• [WHAT TO WORK ON]:
Only one stretch of the data is wanted: the line containing "Query: white baseboard", the line containing "[[209, 208], [120, 421]]", and every line between them, copied exactly.

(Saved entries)
<<<<
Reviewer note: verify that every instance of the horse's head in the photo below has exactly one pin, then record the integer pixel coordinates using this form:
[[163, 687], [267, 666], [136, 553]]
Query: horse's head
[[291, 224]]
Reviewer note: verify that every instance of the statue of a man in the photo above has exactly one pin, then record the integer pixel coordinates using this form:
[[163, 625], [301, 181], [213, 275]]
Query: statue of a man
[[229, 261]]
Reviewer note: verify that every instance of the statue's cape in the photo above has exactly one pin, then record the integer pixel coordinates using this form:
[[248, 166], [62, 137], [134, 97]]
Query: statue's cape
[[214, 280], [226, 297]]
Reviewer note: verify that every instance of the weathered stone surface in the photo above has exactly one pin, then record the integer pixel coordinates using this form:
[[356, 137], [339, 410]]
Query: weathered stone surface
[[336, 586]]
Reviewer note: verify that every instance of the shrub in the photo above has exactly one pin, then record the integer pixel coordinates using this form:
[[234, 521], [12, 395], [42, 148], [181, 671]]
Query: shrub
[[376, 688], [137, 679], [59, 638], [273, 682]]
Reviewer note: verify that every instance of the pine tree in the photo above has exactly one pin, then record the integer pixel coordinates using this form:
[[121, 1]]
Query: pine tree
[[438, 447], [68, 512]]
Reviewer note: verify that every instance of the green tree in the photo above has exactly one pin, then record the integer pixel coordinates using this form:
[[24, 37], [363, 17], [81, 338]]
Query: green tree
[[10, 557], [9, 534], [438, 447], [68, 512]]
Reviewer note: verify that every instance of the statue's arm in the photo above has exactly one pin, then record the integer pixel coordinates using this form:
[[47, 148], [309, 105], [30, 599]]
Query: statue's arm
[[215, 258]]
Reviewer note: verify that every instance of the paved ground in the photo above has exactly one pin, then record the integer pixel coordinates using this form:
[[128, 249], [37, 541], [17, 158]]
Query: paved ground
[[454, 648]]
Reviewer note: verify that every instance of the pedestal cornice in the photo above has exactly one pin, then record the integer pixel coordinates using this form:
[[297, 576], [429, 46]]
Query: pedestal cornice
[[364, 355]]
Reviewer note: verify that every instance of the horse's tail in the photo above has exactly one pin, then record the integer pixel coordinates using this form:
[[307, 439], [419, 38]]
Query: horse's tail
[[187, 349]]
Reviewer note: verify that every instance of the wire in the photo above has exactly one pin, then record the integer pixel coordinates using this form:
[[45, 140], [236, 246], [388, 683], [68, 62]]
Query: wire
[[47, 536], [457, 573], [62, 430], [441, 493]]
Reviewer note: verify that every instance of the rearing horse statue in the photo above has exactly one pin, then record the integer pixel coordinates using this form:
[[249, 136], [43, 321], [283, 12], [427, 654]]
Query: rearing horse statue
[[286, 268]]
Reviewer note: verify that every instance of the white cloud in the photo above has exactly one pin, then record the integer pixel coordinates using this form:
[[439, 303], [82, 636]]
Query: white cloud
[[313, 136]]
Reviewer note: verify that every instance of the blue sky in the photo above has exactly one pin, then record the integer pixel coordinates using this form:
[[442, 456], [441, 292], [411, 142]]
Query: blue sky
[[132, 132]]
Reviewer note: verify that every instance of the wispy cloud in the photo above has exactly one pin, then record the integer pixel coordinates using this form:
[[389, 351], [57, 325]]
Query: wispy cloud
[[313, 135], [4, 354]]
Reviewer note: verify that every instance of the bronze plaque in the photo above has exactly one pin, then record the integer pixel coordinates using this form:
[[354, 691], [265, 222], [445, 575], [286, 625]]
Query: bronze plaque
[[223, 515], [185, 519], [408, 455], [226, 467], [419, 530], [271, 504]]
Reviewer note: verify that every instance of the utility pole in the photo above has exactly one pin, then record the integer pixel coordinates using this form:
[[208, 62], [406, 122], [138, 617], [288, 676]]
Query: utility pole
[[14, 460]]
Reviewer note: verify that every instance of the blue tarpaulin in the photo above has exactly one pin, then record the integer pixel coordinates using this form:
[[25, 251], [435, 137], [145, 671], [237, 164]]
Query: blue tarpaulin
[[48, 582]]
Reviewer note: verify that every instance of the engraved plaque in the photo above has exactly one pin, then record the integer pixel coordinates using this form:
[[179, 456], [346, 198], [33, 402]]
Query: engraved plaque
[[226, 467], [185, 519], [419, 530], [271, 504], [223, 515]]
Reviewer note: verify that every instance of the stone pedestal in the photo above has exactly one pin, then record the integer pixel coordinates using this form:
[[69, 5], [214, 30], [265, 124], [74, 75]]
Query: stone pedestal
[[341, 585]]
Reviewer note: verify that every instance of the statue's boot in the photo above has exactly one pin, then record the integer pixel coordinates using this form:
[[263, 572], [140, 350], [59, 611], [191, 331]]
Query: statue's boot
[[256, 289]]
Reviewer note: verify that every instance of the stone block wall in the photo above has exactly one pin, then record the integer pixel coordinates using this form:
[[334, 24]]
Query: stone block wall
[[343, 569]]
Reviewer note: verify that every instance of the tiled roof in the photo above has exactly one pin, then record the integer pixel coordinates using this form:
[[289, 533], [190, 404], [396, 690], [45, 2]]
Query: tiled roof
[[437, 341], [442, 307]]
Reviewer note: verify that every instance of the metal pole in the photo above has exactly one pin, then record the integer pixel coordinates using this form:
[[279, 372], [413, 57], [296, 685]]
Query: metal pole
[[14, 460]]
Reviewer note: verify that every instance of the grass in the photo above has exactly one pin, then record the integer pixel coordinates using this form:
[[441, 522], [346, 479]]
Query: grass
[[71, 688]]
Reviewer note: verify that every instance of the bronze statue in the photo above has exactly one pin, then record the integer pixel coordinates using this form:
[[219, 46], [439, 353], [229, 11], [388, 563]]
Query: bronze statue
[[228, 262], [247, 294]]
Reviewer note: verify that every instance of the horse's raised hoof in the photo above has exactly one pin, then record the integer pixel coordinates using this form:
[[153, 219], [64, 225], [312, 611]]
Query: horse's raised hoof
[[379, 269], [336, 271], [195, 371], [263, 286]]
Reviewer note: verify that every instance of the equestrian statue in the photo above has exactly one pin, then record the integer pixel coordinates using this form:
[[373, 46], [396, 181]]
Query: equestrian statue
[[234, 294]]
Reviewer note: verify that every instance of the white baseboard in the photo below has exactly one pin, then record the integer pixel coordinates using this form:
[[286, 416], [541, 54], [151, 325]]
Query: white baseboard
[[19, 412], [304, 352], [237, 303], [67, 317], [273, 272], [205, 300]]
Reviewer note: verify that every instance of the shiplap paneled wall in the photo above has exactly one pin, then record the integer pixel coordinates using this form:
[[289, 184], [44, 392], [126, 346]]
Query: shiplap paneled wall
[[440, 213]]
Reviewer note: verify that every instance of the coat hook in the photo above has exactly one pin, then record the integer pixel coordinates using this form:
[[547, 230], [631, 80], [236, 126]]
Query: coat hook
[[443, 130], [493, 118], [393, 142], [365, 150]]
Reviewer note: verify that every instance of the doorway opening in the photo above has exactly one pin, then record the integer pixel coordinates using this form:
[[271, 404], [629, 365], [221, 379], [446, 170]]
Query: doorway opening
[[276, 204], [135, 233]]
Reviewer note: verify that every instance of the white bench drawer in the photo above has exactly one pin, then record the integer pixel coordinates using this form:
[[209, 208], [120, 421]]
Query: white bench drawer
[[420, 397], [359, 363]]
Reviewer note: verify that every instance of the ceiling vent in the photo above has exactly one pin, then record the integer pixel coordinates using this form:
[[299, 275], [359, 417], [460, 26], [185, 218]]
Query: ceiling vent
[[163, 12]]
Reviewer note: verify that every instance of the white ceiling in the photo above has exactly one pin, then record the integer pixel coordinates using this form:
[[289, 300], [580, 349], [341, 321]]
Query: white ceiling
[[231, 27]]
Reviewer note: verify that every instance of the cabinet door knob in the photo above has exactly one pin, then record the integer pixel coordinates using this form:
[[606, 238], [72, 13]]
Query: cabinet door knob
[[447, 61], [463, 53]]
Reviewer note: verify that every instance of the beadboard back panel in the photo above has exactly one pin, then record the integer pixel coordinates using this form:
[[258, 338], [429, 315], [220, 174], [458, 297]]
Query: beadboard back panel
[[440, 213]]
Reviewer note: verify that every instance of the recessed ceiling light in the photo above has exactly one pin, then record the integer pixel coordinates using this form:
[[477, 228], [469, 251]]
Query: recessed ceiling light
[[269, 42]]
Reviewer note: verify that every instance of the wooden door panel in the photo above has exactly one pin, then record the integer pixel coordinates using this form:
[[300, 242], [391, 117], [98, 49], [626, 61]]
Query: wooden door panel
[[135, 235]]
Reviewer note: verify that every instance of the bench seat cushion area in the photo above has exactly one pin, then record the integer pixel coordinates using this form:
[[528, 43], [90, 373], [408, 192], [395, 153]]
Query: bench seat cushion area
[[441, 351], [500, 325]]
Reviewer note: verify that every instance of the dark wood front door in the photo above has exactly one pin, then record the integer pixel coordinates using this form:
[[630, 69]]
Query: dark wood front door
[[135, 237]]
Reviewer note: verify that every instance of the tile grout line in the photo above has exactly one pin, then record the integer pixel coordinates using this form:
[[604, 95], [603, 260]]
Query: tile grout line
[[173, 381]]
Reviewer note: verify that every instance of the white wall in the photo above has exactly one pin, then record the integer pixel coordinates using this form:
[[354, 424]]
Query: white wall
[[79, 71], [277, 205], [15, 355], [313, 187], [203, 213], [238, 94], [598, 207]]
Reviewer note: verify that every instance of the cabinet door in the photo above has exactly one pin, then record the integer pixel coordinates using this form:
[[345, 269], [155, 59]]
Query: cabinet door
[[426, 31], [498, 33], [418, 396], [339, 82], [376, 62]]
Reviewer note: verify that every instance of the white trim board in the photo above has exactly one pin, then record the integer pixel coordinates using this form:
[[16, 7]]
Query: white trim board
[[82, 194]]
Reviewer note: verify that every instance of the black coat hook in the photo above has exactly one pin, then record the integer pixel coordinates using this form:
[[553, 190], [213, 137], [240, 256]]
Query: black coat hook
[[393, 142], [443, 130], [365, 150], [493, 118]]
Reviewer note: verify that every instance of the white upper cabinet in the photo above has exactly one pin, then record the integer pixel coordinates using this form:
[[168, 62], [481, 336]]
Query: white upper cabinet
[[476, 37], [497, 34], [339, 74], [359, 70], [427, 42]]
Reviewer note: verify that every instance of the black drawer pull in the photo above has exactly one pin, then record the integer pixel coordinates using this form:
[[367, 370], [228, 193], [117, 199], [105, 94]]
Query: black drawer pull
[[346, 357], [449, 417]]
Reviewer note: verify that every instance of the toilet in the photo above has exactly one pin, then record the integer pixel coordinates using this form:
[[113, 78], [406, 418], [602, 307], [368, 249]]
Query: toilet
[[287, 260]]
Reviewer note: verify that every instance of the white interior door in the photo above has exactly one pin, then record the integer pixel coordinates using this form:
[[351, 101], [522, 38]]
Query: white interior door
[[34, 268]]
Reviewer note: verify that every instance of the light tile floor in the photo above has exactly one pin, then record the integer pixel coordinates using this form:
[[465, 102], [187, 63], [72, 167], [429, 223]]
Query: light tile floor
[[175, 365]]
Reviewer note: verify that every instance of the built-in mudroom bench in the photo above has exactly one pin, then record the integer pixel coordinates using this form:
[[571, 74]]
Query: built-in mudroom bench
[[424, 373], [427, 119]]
>>>>
• [ANSWER TO THIS PROBLEM]:
Query: white baseboard
[[19, 412], [304, 352], [237, 303], [67, 317], [273, 272], [205, 300]]
Reviewer note: verify that every instance of the shiplap paneled wall in the photo above has exactly one pin, then record the integer pixel coordinates using this form:
[[289, 184], [44, 392], [126, 346]]
Query: shiplap paneled wall
[[440, 213]]
Reviewer note: verify that every instance of the coat hook in the photo above has exactly one pin, then record the integer pixel coordinates using this form:
[[547, 230], [631, 80], [236, 126]]
Query: coat hook
[[443, 130], [493, 118], [393, 142], [365, 150]]
Reviewer note: verify that every instance of the doorway opening in the photo above has exactly one pin, then record the integer pixel coordinates using this form:
[[271, 404], [629, 365], [221, 379], [446, 170]]
Query: doorway opening
[[276, 204], [135, 233]]
Reviewer note: verify that every instance of the white bench drawer in the photo above has exactly one pin, then record the integer pixel coordinates using this form:
[[209, 208], [120, 421]]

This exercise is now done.